[[ Input data open ]]

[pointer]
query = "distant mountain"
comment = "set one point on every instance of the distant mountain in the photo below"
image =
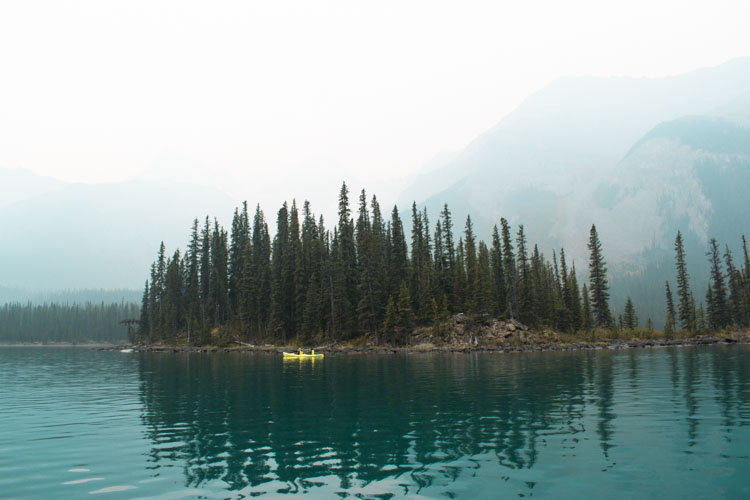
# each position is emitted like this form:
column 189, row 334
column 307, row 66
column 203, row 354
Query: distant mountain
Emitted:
column 638, row 157
column 17, row 184
column 94, row 236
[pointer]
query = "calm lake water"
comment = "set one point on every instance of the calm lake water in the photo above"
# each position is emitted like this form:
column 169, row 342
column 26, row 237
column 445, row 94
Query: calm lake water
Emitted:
column 655, row 423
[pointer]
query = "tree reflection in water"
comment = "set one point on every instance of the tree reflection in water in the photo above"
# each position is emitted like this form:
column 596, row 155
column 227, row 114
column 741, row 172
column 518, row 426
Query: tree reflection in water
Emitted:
column 249, row 419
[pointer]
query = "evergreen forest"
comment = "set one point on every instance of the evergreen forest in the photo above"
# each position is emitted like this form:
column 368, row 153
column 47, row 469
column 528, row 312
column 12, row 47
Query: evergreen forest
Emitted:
column 364, row 275
column 66, row 323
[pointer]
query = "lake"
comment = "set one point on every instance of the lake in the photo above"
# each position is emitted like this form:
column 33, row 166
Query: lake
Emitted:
column 648, row 423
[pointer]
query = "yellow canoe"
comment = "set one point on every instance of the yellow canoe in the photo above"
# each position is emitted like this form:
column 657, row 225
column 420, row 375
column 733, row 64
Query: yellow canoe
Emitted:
column 301, row 356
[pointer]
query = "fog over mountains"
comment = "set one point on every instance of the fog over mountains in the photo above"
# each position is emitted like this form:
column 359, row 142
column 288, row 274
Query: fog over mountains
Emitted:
column 639, row 157
column 95, row 236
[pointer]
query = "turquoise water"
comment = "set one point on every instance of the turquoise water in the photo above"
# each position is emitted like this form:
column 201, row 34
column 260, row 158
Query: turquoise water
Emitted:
column 654, row 423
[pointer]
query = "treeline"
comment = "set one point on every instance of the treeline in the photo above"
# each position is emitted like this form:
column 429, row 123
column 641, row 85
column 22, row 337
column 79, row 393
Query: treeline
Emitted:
column 24, row 323
column 727, row 299
column 363, row 276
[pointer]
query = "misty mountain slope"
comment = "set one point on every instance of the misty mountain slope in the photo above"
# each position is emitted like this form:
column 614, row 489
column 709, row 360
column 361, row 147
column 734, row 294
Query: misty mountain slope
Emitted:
column 561, row 140
column 689, row 174
column 18, row 184
column 101, row 235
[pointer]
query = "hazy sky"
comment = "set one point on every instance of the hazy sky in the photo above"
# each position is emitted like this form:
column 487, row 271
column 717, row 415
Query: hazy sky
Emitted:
column 276, row 99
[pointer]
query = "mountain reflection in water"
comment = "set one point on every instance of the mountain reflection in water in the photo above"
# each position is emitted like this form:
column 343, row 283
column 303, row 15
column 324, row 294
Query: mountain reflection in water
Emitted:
column 411, row 422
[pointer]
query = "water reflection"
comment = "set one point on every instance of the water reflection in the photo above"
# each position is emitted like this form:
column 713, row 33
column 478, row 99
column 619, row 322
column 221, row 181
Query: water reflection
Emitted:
column 245, row 420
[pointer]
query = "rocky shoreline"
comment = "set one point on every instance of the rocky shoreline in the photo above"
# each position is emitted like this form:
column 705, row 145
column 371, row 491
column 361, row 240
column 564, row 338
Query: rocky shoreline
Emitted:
column 531, row 345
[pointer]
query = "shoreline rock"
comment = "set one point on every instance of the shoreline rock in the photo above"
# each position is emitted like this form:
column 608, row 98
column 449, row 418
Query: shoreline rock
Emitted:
column 466, row 348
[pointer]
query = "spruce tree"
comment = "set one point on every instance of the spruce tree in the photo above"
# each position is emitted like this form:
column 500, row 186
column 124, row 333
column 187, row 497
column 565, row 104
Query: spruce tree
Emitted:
column 449, row 251
column 670, row 305
column 500, row 303
column 587, row 318
column 525, row 285
column 470, row 261
column 734, row 278
column 629, row 317
column 509, row 268
column 598, row 283
column 719, row 311
column 683, row 285
column 405, row 318
column 576, row 313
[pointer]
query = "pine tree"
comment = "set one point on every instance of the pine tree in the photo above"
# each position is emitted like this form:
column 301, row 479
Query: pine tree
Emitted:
column 192, row 283
column 670, row 305
column 565, row 314
column 499, row 291
column 509, row 268
column 390, row 322
column 598, row 283
column 525, row 285
column 683, row 285
column 144, row 330
column 205, row 277
column 629, row 317
column 398, row 266
column 668, row 332
column 587, row 319
column 405, row 318
column 470, row 261
column 576, row 313
column 449, row 251
column 483, row 283
column 719, row 311
column 734, row 278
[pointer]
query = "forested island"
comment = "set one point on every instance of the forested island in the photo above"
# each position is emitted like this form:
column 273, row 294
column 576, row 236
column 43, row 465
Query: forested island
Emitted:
column 64, row 323
column 361, row 280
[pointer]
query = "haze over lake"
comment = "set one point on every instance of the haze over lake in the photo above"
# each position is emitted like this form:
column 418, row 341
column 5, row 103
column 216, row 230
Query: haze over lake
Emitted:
column 670, row 422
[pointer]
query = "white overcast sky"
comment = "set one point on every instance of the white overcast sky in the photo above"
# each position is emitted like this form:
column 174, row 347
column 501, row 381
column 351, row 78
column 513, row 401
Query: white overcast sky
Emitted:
column 269, row 100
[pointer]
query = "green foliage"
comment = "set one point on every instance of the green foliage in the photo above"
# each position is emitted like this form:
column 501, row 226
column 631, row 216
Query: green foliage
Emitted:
column 598, row 282
column 71, row 323
column 361, row 277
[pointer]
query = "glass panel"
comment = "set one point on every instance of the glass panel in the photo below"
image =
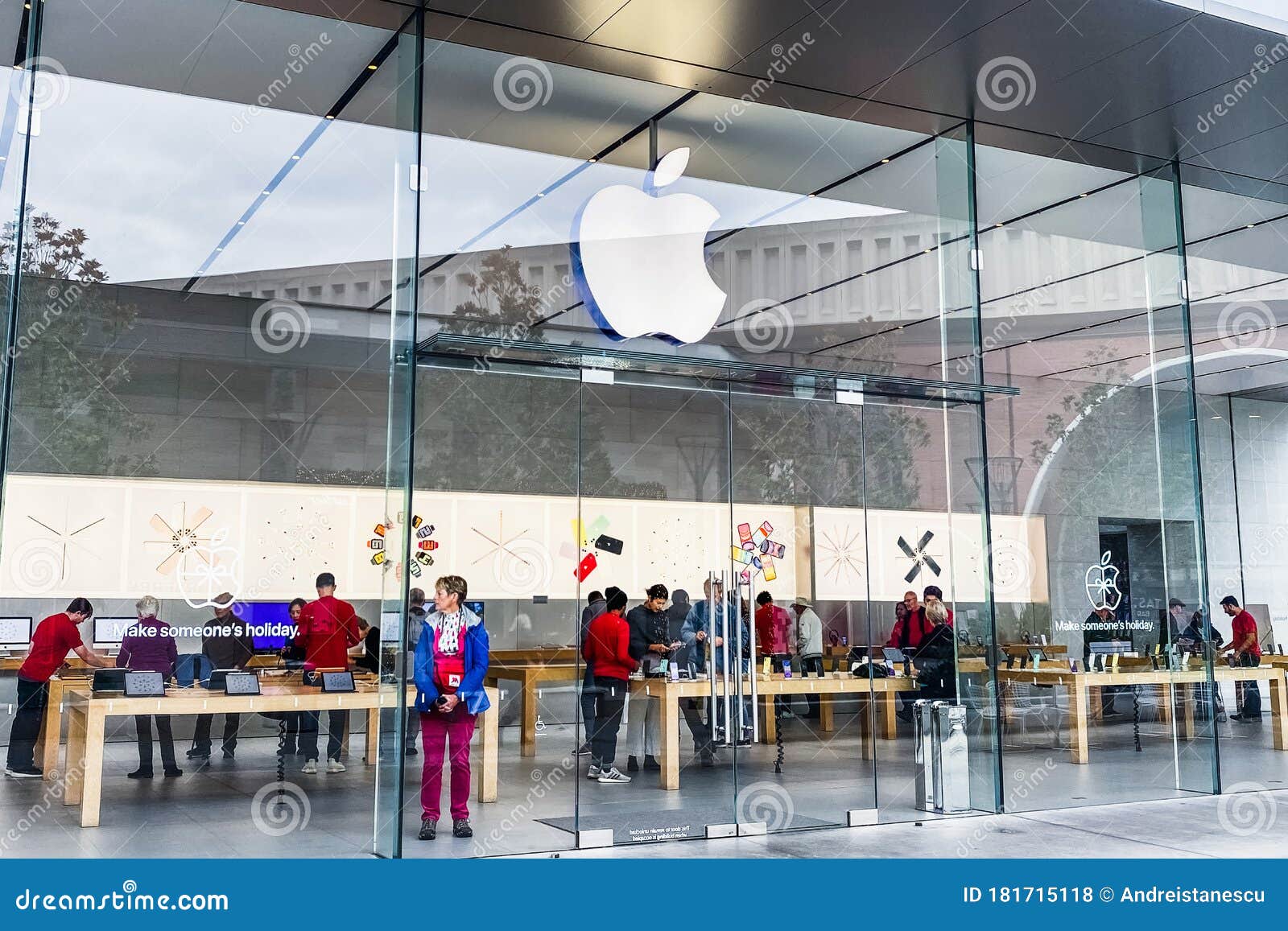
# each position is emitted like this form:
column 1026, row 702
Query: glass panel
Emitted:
column 496, row 480
column 205, row 409
column 654, row 512
column 1080, row 287
column 798, row 491
column 407, row 533
column 1238, row 280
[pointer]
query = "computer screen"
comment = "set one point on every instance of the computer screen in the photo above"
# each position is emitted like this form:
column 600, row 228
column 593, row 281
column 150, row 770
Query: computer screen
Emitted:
column 270, row 624
column 14, row 632
column 109, row 631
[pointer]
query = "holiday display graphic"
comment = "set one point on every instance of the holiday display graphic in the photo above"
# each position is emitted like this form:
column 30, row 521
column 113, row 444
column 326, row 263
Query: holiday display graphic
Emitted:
column 216, row 572
column 919, row 555
column 386, row 540
column 1103, row 585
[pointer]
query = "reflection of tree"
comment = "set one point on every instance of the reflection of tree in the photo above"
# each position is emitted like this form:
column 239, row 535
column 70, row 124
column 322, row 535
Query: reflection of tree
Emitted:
column 68, row 367
column 497, row 431
column 828, row 454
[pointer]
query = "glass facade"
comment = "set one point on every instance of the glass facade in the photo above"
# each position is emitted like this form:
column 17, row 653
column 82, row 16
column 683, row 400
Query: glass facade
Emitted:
column 308, row 296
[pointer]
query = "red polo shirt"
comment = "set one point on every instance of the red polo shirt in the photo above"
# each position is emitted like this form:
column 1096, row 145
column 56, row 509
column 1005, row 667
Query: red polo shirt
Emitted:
column 55, row 636
column 1241, row 628
column 328, row 628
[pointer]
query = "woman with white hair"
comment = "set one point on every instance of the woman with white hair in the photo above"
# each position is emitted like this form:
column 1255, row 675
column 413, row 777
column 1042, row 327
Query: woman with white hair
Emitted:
column 148, row 647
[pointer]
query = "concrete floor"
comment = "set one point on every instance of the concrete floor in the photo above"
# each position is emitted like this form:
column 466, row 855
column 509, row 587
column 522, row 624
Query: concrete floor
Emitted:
column 229, row 809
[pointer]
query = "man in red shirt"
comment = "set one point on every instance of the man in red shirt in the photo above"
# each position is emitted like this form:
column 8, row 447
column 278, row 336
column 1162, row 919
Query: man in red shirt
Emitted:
column 607, row 653
column 1247, row 652
column 328, row 628
column 53, row 637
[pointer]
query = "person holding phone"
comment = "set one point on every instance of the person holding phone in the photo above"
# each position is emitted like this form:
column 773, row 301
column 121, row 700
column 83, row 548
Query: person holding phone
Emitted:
column 650, row 645
column 451, row 662
column 148, row 647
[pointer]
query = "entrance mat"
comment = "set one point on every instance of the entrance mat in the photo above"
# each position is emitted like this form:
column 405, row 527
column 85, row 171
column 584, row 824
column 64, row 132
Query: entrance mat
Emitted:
column 646, row 826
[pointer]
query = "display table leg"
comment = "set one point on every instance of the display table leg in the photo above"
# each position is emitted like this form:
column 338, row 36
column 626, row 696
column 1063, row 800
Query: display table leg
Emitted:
column 489, row 724
column 1079, row 701
column 669, row 777
column 93, row 777
column 51, row 731
column 1279, row 711
column 528, row 711
column 74, row 772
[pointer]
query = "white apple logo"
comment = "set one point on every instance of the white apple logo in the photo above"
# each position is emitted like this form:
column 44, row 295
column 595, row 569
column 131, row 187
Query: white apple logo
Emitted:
column 639, row 259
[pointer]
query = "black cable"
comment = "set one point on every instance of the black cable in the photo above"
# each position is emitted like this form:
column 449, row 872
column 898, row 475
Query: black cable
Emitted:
column 281, row 759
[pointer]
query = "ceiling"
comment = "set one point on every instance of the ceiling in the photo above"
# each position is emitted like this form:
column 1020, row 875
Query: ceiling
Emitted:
column 1139, row 75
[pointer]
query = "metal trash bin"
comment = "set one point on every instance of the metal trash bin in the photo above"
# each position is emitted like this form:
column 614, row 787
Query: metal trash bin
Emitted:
column 951, row 759
column 924, row 755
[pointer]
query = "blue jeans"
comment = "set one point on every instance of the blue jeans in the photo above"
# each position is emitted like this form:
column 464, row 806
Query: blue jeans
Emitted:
column 1251, row 703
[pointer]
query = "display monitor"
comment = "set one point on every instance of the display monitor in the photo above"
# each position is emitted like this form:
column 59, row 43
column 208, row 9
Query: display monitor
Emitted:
column 14, row 632
column 109, row 631
column 270, row 624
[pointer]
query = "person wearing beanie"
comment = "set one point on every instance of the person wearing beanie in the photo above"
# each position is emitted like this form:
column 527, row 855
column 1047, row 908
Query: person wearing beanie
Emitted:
column 607, row 653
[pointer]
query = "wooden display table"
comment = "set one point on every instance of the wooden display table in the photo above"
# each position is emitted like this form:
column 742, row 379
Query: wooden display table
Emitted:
column 670, row 693
column 88, row 714
column 1084, row 686
column 530, row 669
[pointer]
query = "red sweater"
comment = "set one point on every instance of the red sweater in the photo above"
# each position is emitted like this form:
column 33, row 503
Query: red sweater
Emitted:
column 607, row 647
column 328, row 628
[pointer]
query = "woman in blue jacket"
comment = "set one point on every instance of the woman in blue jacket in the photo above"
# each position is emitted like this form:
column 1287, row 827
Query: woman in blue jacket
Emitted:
column 451, row 661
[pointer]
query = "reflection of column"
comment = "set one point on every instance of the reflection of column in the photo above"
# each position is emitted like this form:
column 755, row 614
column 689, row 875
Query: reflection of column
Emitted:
column 803, row 533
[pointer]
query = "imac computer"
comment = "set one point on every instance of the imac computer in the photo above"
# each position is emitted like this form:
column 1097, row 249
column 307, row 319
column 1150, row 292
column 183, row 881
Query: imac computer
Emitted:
column 14, row 634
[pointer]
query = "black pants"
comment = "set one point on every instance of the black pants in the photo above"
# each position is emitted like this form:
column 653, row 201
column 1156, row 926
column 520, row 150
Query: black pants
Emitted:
column 609, row 705
column 588, row 703
column 201, row 734
column 26, row 723
column 293, row 731
column 309, row 734
column 701, row 731
column 1251, row 701
column 811, row 666
column 143, row 724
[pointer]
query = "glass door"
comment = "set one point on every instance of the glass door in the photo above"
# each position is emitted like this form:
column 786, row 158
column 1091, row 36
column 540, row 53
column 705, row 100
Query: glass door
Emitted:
column 800, row 555
column 654, row 523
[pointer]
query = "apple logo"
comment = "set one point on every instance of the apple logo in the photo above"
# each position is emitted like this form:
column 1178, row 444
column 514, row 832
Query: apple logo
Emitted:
column 639, row 259
column 1103, row 585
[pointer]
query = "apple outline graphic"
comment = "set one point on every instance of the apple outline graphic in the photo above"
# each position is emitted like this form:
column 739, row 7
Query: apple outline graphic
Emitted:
column 1104, row 585
column 639, row 259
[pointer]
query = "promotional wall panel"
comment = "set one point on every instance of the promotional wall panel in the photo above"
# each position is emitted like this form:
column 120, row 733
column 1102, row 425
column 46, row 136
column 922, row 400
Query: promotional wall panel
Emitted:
column 195, row 540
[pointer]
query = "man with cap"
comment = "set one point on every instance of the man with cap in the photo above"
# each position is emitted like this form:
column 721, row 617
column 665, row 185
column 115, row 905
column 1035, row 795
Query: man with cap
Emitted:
column 809, row 645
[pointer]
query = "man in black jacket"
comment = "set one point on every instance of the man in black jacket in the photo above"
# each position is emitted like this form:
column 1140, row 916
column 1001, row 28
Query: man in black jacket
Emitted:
column 229, row 644
column 650, row 645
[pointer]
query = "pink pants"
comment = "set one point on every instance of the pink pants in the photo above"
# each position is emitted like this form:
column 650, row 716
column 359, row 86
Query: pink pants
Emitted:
column 456, row 727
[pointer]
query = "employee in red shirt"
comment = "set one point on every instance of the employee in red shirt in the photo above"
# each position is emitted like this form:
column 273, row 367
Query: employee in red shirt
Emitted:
column 607, row 652
column 1247, row 652
column 53, row 637
column 328, row 628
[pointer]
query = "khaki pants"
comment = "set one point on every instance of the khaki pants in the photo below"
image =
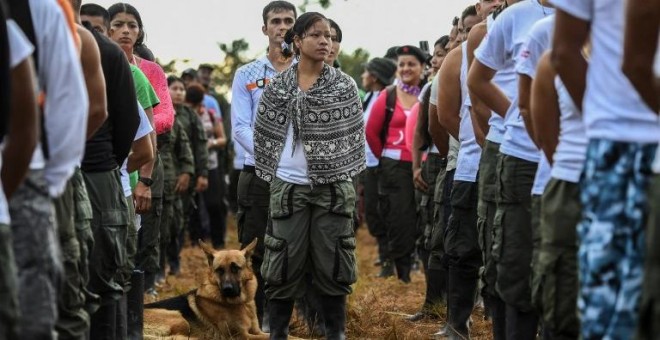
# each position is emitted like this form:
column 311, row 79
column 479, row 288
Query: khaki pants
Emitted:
column 311, row 231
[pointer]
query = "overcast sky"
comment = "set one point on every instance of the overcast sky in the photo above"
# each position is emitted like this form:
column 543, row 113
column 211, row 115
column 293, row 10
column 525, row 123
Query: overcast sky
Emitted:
column 191, row 29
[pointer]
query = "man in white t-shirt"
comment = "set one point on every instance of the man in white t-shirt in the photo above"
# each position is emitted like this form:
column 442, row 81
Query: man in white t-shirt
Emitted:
column 17, row 146
column 623, row 136
column 517, row 163
column 641, row 64
column 249, row 82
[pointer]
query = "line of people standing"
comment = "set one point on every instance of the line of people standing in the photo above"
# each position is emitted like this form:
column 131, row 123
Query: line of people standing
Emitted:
column 539, row 135
column 97, row 206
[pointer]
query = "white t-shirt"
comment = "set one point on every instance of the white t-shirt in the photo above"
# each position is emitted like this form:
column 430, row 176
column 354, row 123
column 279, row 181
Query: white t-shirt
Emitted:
column 507, row 80
column 469, row 152
column 568, row 160
column 500, row 50
column 613, row 110
column 66, row 107
column 542, row 176
column 372, row 160
column 19, row 49
column 293, row 164
column 143, row 129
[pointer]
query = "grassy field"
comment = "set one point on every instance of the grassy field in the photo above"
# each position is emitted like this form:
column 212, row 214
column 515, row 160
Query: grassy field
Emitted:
column 376, row 309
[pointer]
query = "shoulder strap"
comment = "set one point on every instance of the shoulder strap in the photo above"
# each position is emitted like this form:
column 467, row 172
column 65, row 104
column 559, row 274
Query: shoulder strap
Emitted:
column 390, row 104
column 21, row 13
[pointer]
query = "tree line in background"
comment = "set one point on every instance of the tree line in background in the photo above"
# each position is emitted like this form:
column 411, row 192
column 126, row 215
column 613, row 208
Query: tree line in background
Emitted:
column 351, row 63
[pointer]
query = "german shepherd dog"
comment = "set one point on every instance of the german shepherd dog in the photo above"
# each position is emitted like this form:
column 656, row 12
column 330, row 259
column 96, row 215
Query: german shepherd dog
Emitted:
column 223, row 305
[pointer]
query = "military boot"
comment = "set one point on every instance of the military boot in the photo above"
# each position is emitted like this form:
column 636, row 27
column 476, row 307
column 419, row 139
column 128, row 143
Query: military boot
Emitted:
column 279, row 312
column 334, row 313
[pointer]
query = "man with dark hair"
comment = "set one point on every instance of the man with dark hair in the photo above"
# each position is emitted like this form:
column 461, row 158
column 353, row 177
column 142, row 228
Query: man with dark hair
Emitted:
column 74, row 230
column 64, row 120
column 336, row 36
column 97, row 16
column 249, row 82
column 378, row 74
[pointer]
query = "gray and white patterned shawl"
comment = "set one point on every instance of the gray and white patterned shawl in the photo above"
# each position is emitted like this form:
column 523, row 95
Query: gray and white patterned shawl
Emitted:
column 327, row 118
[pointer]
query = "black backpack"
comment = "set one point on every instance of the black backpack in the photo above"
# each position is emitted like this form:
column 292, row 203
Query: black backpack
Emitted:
column 21, row 13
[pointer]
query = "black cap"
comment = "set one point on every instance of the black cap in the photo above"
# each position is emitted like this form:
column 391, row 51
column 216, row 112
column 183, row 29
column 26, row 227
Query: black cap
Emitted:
column 414, row 51
column 189, row 72
column 383, row 69
column 391, row 53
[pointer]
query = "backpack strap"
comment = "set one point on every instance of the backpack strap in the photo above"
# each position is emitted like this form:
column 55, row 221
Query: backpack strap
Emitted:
column 21, row 13
column 390, row 104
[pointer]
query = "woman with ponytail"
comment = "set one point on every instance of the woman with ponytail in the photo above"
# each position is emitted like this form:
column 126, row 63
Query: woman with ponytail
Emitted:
column 309, row 143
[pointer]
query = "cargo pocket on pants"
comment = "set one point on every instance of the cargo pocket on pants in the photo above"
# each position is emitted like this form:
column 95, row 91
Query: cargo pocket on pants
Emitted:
column 345, row 270
column 274, row 267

[[ Input data closed ]]

• Action item
Copy the entries above exactly, but only from the line holding "column 65, row 104" through the line holding "column 613, row 208", both included.

• Response to this exercise
column 65, row 104
column 559, row 274
Query: shoulder strap
Emitted:
column 390, row 104
column 21, row 13
[pointer]
query = "tree line in background"
comment = "set one point on every instance of the tree line in background in the photo above"
# each position is emitted like this form:
column 411, row 192
column 126, row 215
column 613, row 208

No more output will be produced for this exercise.